_SUPPLIED TEXT_
=-=-=

Re: AI big wins

Robin Hanson (hanson@econ.berkeley.edu)
Mon, 28 Sep 1998 10:16:46 -0700

Eliezer S. Yudkowsky and I seem to be going in circles:
>>> >>> > Mere mention of the work "feedback" is not sufficient ...
>>> >>> >I didn't just "mention" it; I talked about the behavior of the
>>> >>> >sum of the series of I'1 = C(O, P, I), I'2 = C(P, O, I + I'1), ...
>>> >>> Why is a strongly convex C more realistic?
>>> >>If optimization yields a ... big jump ... the AI is likely to redesign
>>> >>itself in a fairly major way ... these large steps keep repeating to
>>> >>superintelligence, or at some point the AI can't redesign ... itself.
>>> >
>>> >As the AI progresses there are contrary forces working for and against
>>> >accelerated growth. ... it is able to implement any one optimization
>>> >idea in a short time. ... but ... the AI will wisely first work
>>> >on the easiest most likely to succeed ideas.
>>>
>>> You are ... assuming that the AI's time to complete any one task is the
>>>occurrence that happens on our time scale. But I'm thinking in terms of a
>>>series of AIs created by human programmers ...

>> 
>> The same argument seems to apply at this broader level.  ...
>
>Ah, let me clarify:  The succession of levels that the AI pushes itself
>through, not the succession of levels that the programmer tries.  ...
>Each time the AI's intelligence jumps, it can come up with a new list.  If it
>can't come up with a new list, then the intelligence hasn't jumped enough and
>the AI has bottlenecked.  The prioritized lists probably behave like you said
>they would.  It's the interaction between the lists of thoughts and the
>thinker that, when you zoom out, has the potential to result in explosive growth.

=-=-=

_EXTRACTED INFORMATION_

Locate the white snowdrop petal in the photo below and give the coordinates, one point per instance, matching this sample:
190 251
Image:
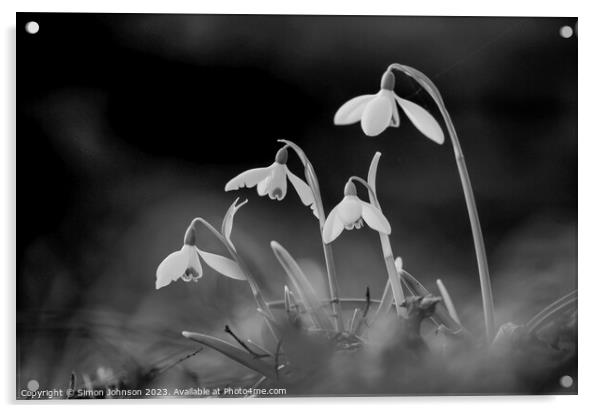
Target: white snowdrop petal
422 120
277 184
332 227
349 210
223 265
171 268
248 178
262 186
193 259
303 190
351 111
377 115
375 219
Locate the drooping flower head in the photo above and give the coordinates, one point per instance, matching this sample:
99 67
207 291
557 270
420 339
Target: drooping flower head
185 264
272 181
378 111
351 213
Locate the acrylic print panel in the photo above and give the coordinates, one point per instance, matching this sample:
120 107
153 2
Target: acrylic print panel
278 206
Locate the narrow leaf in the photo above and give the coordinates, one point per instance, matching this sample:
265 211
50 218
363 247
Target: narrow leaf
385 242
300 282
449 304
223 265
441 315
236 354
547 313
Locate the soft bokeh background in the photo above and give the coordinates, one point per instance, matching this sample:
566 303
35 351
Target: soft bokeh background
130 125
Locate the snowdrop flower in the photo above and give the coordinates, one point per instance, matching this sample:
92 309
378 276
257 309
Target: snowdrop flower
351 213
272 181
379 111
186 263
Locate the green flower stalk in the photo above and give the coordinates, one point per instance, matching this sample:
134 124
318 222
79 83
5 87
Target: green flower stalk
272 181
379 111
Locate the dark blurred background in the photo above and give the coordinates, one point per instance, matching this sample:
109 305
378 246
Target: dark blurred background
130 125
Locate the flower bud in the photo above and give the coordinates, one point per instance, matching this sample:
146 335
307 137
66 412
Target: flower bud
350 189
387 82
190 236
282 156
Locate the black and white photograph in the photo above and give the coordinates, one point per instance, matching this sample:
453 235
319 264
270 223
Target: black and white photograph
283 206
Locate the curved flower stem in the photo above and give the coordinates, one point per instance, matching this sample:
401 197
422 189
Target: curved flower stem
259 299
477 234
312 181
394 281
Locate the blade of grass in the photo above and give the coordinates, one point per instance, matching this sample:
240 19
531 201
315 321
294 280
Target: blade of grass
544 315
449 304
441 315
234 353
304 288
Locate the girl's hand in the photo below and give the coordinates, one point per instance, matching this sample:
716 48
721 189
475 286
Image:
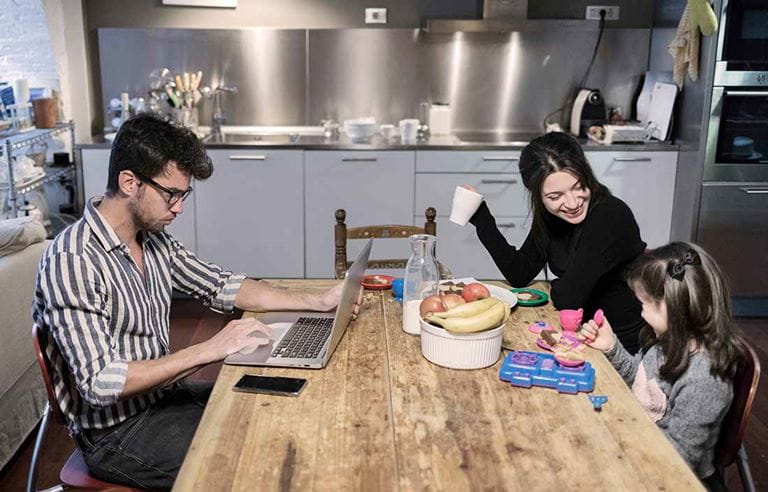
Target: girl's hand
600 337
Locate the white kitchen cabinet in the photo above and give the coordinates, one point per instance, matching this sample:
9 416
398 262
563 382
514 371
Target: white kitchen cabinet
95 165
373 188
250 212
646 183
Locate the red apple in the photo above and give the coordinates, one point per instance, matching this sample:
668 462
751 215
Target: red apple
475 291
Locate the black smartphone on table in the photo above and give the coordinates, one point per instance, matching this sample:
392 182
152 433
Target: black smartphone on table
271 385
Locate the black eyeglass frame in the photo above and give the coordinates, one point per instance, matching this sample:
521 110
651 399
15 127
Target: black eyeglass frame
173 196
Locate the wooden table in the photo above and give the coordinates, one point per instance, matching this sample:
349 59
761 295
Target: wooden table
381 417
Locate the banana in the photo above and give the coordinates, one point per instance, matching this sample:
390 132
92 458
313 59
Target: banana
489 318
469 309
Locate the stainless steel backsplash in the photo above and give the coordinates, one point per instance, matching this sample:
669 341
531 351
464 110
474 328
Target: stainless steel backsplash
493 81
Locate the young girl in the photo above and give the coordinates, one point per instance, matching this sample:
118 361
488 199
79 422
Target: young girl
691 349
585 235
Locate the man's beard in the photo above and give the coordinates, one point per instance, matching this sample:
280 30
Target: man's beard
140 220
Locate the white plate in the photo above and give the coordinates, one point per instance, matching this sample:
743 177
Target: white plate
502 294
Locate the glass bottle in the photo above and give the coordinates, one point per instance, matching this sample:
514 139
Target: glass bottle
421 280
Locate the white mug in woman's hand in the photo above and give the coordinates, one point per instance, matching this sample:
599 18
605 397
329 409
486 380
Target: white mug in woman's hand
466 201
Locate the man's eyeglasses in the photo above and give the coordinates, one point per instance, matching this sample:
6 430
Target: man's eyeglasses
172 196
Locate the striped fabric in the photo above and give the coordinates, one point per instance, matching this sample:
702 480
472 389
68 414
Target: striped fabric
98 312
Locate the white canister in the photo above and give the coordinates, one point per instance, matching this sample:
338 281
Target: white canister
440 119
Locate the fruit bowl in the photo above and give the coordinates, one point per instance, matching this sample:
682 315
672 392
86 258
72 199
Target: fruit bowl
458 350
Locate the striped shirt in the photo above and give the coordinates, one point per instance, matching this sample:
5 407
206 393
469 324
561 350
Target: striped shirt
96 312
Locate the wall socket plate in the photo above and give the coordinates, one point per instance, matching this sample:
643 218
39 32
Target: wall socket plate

=-=-=

_TASK 1_
According to the message, what does it mean if the AI can't come up with a new list?
_TASK 2_
Reproduce word for word the passage of the message between "Mon, 28 Sep" and "not sufficient ...", inclusive.
The material above is not needed.

_WRITTEN RESPONSE 1_
It means the intelligence hasn't jumped enough and the AI has bottlenecked.

_WRITTEN RESPONSE 2_
Mon, 28 Sep 1998 10:16:46 -0700

Eliezer S. Yudkowsky and I seem to be going in circles:
>>> >>> > Mere mention of the work "feedback" is not sufficient ...